- WAS ZU TUN IST: Beantworte bitte anhand des Forumsbeitrags über Internetprobleme mit dem Router: Unter welchem Betriebssystem laufen der PC und der Laptop?

::: TEXTAUSZUG

# Router Internet Probleme



## BeeSTy (18. Mai 2004)

Hi @ All,

bin seit kurzem Besitzer eines DSL Zuganges und des T-Sinus 154 DSL.
Im Netzwerk sind lediglich zwei Rechner, die ins Internet gehen.
Wenn nur einer davon eingeschaltet und on ist gibts auch keine Probleme.
Allerdings klappt es manchmal, leider zu häufig nicht wenn beide auf das Internet zugreifen wollen oder beide Rechner an sind.
Es lassen sich dann keine Seiten mehr aufrufen, Mails können nicht abgerufen werden und div. andere Programme können auch nicht connecten, obwohl laut LEDs am Router eine Verbindung aufgebaut ist.

Dann habe ich vermutet liegts vielleicht an ZoneAlarm, welches auf beiden Rechnern läuft, jedoch tritt das Problem auch auf wenn ZA nicht läuft.
Der PC und der Laptop laufen beide unter XP und bei beiden ist die integrierte Internetfirewall ausgeschaltet.

Kennt jemand das Problem und / oder weiß es zu beheben?
Ich weiß nichtmal nach was ich suchen soll, da es zeitweiße ja auch funktioniert, aber nicht immer, meiner Meinung nach halt zu oft.

::::::
::: BEREITGESTELLTE DATEN

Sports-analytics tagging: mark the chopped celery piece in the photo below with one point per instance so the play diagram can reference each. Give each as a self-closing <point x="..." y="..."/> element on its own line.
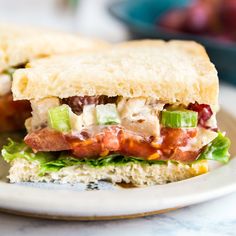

::::::

- ERGEBNIS DER AUFGABE: Beide laufen unter XP.